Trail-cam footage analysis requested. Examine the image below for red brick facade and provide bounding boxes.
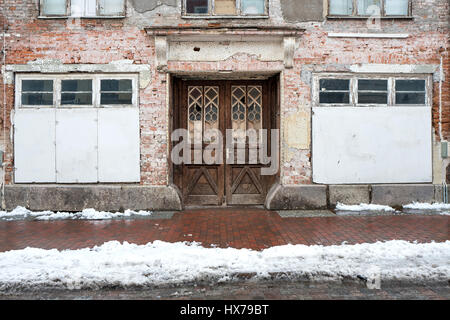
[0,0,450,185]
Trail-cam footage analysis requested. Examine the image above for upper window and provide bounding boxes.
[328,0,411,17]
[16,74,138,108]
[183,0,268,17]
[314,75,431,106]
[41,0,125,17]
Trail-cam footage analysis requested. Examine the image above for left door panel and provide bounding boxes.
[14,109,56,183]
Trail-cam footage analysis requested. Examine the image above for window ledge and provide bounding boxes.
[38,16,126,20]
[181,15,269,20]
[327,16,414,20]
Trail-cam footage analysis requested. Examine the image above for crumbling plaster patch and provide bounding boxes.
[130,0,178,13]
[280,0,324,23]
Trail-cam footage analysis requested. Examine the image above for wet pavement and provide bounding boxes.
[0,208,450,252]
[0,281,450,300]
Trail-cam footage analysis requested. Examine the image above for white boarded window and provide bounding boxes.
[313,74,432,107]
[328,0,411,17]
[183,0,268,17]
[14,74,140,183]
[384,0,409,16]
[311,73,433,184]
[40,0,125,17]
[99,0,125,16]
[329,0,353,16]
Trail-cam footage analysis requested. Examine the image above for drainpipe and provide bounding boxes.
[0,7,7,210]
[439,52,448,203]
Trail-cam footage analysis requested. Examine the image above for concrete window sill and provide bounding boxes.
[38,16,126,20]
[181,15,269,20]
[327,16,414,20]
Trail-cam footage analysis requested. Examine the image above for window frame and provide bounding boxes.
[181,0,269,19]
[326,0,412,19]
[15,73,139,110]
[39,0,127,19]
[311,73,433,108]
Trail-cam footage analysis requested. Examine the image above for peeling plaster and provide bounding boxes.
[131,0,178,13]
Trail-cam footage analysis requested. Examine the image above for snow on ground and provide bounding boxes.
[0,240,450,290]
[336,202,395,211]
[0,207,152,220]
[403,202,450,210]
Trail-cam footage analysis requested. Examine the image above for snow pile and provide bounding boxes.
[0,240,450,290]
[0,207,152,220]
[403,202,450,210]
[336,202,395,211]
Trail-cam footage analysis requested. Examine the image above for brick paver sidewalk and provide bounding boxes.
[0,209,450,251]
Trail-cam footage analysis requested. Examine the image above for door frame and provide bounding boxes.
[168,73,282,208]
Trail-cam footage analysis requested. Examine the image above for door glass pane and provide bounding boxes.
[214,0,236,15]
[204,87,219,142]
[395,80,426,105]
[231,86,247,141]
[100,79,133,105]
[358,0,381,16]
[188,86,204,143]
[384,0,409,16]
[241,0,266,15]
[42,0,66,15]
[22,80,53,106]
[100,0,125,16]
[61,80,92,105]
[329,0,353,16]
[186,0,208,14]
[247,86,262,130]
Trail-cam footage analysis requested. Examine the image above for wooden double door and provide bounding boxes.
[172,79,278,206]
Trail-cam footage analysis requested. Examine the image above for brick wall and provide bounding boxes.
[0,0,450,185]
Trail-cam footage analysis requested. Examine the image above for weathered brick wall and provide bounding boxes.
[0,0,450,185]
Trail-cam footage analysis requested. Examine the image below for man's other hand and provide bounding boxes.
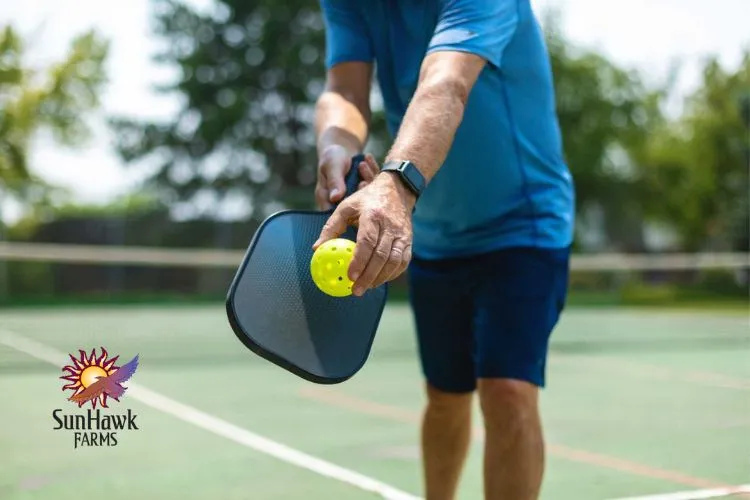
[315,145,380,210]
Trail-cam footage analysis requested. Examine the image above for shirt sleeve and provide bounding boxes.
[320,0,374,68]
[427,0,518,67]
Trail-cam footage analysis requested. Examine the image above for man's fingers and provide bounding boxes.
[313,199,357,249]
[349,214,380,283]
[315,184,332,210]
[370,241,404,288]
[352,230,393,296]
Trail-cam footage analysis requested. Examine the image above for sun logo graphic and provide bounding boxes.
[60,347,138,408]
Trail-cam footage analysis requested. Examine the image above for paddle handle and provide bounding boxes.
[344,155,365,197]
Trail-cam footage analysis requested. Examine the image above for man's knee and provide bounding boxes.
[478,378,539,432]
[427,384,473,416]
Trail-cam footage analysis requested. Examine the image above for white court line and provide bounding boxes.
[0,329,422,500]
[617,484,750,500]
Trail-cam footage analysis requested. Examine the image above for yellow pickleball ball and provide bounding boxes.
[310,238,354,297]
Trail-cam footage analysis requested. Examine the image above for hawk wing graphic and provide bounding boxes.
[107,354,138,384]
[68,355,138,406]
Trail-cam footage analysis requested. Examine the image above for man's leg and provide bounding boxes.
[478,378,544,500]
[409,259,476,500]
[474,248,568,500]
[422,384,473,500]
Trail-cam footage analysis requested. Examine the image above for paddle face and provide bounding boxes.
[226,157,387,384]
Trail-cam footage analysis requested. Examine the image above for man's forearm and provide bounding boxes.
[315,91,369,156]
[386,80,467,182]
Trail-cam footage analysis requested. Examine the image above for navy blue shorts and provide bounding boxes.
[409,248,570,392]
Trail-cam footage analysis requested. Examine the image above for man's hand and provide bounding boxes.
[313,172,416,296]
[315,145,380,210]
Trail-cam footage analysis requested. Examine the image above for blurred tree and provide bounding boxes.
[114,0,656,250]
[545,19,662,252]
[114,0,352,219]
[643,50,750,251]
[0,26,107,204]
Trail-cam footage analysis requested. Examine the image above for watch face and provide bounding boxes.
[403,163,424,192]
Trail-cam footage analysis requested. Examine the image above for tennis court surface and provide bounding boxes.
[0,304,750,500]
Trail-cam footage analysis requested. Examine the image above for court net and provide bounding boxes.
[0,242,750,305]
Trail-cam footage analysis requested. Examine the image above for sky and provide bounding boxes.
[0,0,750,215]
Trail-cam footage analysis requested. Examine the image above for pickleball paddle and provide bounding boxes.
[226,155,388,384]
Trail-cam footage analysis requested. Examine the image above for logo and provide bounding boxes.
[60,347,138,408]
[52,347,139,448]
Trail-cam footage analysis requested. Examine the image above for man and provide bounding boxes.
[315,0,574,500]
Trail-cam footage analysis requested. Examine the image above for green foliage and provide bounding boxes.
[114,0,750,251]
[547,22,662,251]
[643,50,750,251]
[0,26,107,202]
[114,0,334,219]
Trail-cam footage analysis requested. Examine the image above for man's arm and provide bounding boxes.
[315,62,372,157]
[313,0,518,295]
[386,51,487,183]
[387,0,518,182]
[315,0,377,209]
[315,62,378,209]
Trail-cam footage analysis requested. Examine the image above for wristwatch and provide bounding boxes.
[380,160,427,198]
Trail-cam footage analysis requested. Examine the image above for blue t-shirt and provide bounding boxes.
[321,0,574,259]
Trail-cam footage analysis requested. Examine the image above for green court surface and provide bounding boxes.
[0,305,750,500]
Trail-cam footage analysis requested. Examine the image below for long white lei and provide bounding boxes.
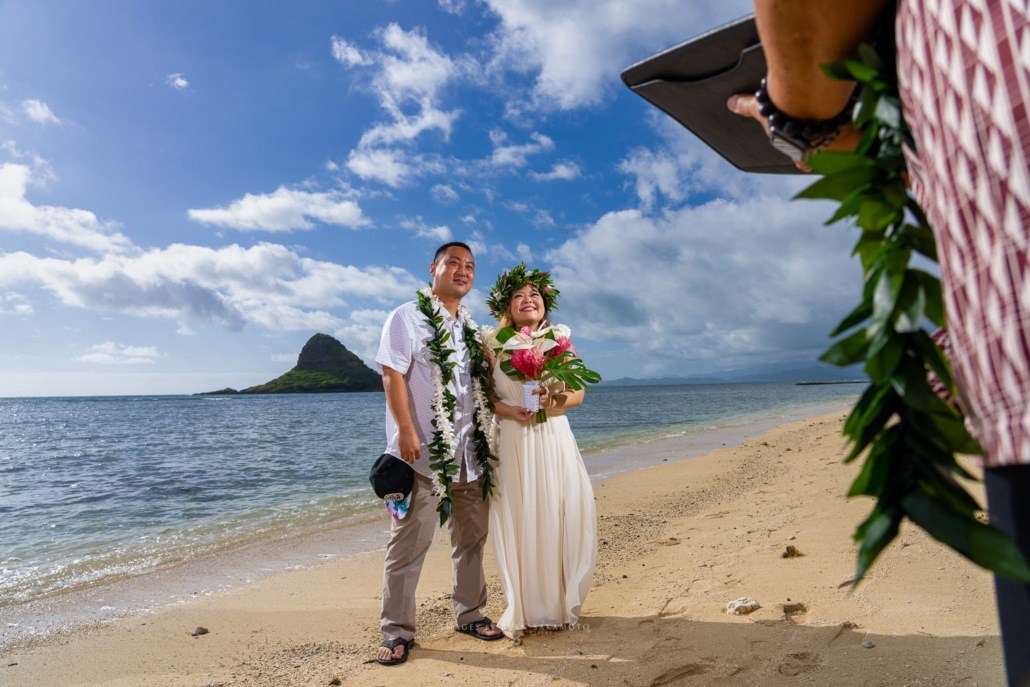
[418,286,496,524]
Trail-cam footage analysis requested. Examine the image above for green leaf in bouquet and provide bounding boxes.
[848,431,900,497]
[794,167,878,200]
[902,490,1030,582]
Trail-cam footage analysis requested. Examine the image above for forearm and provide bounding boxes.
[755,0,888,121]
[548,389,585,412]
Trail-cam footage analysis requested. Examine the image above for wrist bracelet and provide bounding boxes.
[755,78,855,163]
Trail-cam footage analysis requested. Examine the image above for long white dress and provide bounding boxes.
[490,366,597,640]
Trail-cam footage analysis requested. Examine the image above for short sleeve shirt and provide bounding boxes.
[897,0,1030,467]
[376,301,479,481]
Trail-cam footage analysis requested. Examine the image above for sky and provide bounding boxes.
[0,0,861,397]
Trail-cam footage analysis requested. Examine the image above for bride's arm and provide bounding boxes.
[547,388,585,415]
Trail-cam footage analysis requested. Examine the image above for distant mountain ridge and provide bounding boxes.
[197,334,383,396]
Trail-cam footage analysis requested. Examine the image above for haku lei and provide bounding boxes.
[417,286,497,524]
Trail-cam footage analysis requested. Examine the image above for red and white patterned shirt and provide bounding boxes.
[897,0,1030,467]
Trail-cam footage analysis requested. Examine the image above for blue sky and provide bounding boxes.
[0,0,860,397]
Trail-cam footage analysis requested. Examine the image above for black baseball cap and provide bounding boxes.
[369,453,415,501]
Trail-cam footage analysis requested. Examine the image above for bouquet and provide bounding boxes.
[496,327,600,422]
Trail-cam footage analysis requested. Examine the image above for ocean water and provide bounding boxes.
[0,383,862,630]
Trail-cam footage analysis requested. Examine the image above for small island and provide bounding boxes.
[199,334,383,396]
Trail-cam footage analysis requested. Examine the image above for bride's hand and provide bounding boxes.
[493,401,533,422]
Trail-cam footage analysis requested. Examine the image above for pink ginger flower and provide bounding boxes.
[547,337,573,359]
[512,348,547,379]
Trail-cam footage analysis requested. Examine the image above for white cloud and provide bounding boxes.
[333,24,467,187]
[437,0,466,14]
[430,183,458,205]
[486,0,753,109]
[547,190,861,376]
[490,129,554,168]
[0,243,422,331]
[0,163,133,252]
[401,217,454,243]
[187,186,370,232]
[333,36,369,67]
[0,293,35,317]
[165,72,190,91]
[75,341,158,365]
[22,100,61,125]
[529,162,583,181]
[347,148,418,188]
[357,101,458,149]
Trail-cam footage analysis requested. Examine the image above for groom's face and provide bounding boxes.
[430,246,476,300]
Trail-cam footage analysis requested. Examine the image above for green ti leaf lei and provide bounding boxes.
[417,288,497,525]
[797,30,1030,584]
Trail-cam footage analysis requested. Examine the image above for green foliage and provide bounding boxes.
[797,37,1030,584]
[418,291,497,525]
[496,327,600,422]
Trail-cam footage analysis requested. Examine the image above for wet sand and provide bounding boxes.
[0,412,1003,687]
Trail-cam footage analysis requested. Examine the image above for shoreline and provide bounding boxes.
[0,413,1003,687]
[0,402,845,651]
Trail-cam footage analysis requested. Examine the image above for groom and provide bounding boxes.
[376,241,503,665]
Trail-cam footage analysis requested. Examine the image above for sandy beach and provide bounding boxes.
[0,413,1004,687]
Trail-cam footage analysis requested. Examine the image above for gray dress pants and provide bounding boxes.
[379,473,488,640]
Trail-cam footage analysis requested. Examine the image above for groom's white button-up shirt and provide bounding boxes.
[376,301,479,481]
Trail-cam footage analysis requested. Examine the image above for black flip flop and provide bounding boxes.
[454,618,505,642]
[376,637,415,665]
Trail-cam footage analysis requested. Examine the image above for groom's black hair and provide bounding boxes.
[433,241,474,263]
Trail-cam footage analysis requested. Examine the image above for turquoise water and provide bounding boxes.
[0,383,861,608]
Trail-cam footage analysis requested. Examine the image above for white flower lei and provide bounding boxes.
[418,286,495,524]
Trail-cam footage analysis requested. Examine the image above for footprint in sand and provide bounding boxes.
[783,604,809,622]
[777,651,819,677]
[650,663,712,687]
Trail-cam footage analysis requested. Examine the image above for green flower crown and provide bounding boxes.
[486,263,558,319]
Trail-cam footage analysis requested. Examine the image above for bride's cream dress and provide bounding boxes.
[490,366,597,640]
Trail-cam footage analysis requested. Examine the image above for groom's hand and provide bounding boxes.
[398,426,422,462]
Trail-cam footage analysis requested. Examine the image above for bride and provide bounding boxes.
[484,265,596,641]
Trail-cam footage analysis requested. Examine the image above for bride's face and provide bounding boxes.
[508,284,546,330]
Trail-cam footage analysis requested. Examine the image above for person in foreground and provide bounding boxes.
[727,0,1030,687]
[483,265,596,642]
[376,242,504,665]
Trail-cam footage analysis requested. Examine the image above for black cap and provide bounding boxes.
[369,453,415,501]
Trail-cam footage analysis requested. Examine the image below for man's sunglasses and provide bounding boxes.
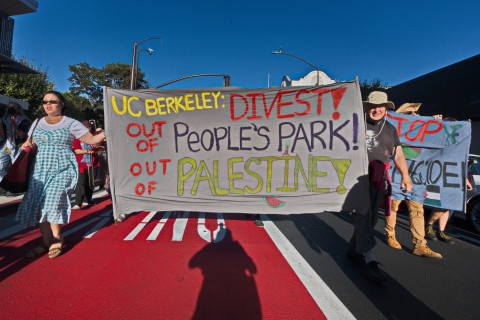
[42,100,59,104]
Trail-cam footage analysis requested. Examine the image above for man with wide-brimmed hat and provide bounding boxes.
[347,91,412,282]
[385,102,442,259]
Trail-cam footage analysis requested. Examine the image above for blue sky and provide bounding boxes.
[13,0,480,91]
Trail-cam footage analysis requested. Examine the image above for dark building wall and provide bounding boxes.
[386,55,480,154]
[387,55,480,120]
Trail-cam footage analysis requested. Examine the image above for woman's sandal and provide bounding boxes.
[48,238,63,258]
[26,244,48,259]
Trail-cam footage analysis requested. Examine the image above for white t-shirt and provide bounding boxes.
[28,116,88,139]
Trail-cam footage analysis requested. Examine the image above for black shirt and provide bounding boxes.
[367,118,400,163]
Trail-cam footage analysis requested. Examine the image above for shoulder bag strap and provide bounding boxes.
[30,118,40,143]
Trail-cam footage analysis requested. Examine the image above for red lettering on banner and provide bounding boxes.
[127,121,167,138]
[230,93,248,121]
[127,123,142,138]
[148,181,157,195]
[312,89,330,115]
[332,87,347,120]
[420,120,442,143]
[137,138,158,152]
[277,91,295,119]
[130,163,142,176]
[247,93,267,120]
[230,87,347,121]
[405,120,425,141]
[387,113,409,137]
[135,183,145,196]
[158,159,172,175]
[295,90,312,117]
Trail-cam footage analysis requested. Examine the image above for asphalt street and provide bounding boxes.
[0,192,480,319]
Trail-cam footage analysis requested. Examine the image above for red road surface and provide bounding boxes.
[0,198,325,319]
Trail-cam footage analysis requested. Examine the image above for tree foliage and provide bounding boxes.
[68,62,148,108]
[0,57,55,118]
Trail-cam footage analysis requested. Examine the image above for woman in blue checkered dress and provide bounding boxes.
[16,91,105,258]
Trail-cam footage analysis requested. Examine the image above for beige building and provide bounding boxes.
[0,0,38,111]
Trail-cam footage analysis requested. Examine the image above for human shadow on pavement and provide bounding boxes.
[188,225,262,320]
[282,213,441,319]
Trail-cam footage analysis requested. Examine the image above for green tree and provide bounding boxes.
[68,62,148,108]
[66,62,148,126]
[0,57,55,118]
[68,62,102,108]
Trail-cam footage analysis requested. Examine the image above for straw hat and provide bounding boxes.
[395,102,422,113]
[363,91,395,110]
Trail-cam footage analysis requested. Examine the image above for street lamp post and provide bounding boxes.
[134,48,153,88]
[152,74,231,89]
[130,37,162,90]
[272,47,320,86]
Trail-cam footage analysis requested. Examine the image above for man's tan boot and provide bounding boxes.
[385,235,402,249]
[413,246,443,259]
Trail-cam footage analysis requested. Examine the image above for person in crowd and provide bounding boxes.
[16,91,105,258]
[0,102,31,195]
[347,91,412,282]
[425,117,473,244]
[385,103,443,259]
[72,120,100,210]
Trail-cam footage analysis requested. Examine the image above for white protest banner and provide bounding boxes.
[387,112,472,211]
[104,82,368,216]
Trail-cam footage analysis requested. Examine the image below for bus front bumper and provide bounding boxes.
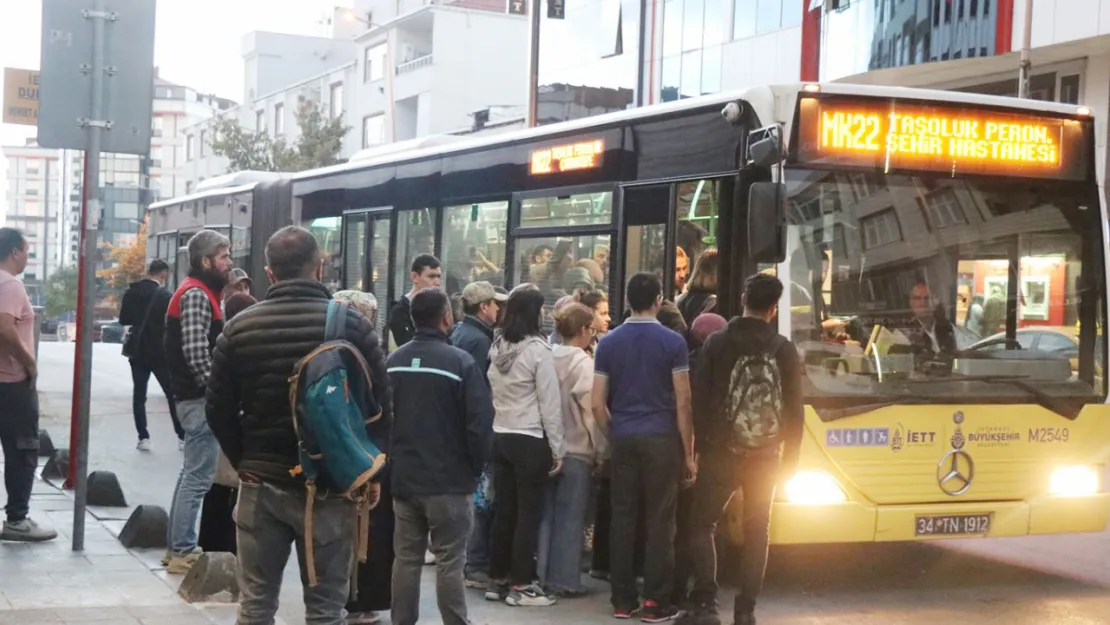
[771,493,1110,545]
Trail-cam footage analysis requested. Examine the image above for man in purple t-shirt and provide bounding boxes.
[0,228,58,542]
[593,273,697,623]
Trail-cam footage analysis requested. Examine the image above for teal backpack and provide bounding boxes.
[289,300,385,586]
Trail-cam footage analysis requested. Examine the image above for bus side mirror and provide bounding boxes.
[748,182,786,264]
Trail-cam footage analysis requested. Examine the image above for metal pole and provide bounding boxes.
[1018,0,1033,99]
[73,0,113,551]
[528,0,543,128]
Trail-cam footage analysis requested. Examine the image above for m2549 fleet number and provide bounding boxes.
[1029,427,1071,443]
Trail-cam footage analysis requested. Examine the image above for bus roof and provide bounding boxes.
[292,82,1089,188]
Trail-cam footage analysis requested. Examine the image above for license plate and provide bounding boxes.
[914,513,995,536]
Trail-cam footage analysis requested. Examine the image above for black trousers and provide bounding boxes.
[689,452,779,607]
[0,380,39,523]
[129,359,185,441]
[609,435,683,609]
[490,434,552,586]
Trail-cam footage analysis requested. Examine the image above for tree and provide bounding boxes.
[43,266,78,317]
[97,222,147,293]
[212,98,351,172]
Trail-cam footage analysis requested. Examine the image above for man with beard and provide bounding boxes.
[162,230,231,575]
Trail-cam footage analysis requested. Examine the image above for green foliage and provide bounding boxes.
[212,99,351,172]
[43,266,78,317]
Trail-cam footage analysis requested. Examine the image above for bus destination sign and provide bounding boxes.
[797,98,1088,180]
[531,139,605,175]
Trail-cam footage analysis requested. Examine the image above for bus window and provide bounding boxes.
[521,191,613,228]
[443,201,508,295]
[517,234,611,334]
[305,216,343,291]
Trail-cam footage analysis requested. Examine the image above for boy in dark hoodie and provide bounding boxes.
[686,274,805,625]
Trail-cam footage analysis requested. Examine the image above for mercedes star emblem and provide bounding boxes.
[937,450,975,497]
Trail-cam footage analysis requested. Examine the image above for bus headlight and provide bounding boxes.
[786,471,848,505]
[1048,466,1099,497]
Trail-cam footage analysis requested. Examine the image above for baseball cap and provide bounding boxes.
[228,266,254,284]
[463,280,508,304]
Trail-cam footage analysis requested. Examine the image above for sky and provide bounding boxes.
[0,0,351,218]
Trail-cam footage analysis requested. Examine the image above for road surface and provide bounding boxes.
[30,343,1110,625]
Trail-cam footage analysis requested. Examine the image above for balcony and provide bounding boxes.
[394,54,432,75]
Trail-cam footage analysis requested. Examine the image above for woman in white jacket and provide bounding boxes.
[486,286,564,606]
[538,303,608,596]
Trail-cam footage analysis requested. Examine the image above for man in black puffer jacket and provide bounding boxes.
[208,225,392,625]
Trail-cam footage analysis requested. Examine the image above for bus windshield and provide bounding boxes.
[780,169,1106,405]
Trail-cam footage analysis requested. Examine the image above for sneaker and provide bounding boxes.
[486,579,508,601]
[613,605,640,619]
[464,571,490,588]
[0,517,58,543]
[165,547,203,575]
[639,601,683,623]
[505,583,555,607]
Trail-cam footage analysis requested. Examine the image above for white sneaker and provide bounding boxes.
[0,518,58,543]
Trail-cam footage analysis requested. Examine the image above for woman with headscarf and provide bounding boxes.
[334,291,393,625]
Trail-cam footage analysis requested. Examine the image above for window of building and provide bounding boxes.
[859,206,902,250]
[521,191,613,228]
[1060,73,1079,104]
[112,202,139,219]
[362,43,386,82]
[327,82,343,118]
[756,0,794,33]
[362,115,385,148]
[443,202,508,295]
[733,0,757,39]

++++++++++++++++++++

◆ **JOB**:
From the line that contains "white sneaker and provide bounding boxes." to the last line of the material above, repeat every line exactly, keeping both the first and the last.

◆ **ANSWER TO THE PROBLEM**:
Trail-cam footage analysis requested. Examine the image above for white sneaker and provide bounding boxes.
[0,518,58,543]
Trail-cam footage analysis requested. Examine the image above for woman with headscarf and provide bounding boxes.
[334,291,393,625]
Trail-cam footage analysis requested. Examine the image above for window of building and provide bounding boxes.
[859,206,902,250]
[521,191,613,228]
[1060,73,1079,104]
[112,202,139,219]
[362,43,386,82]
[327,82,343,118]
[756,0,794,33]
[362,115,385,148]
[443,202,508,295]
[733,0,757,39]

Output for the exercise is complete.